Something like (put above deadline_queue_remove()):
/*
 * Helpers for removing and inserting a vcpu in a queue
 * that is being kept ordered by the vcpus' deadlines (as EDF
 * mandates).
 *
 * For callers' convenience, the vcpu removing helper returns
 * true if the vcpu removed was the one at the front of the
 * queue; similarly, the inserting helper returns true if the
 * inserted ended at the front of the queue (i.e., in both
 * cases, if the vcpu with the earliest deadline is what we
 * are dealing with).
 */

Also, it looks like the both can be of boolean return type.

> +/*
> + * Removing a vcpu from the replenishment queue could
> + * re-program the timer for the next replenishment event
> + * if it was at the front of the list.
> + */
>
This makes me think that it is the removal itself that,
automati_g_ically, would reprogram the timer.

Kill this comment and expand the one inside the function.

> +static inline void
> +__replq_remove(const struct scheduler *ops, struct rt_vcpu *svc)

───

- [Tasks to perform]:
(a) Transcribe the part of the code review comments starting with "Also, it looks" and going on through "inside the function.".
(b) According to the code review comments, what return type could both of the queue helpers have?
The material placed after the code review comments has no role in this work.

- [Collected material]:
───

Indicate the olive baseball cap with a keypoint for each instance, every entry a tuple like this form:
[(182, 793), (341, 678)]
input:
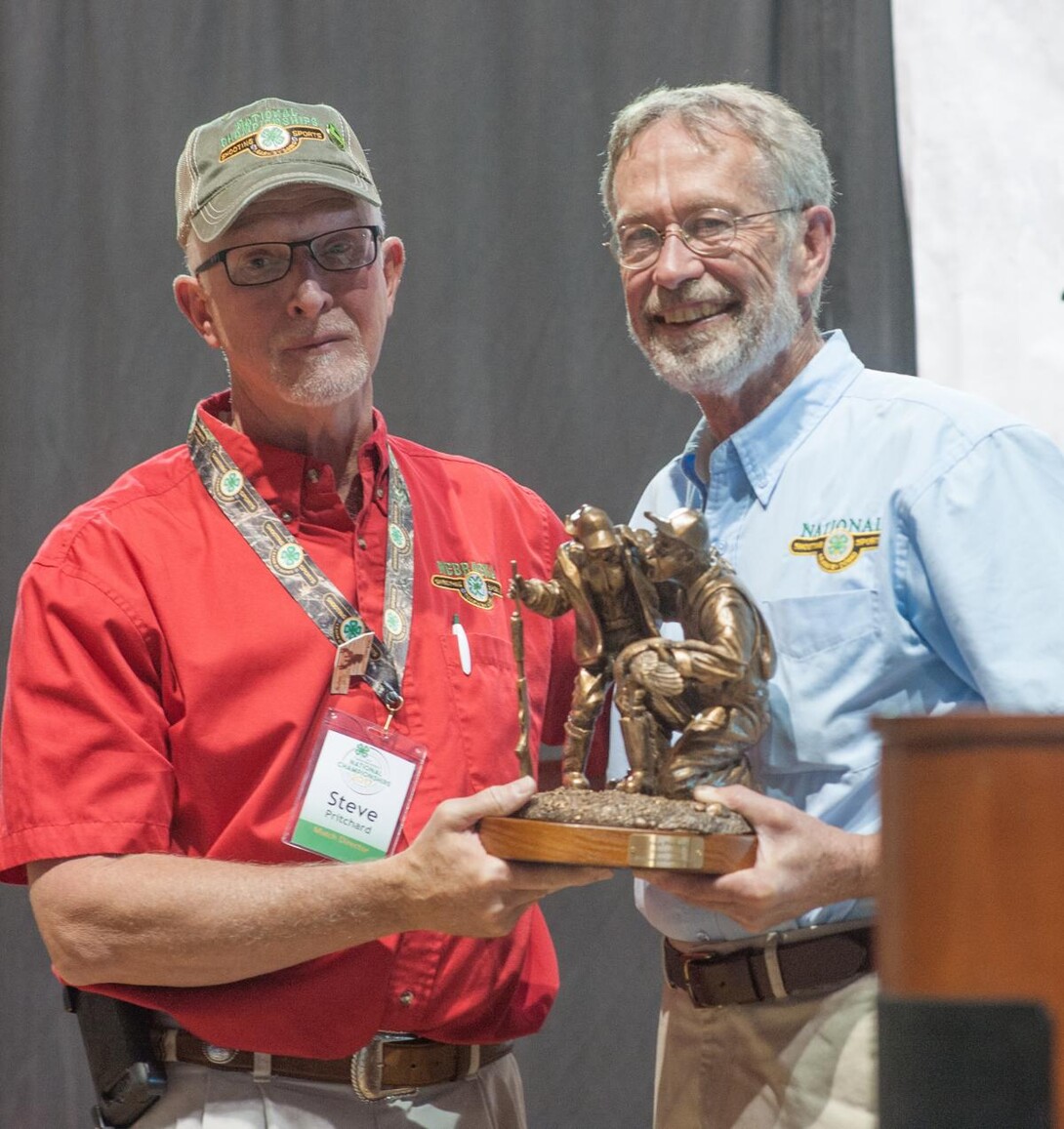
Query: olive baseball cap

───

- [Results by task]:
(a)
Also, it looks like the both can be of boolean return type.

> +/*
> + * Removing a vcpu from the replenishment queue could
> + * re-program the timer for the next replenishment event
> + * if it was at the front of the list.
> + */
>
This makes me think that it is the removal itself that,
automati_g_ically, would reprogram the timer.

Kill this comment and expand the one inside the function.

(b) Both helpers could be of boolean return type.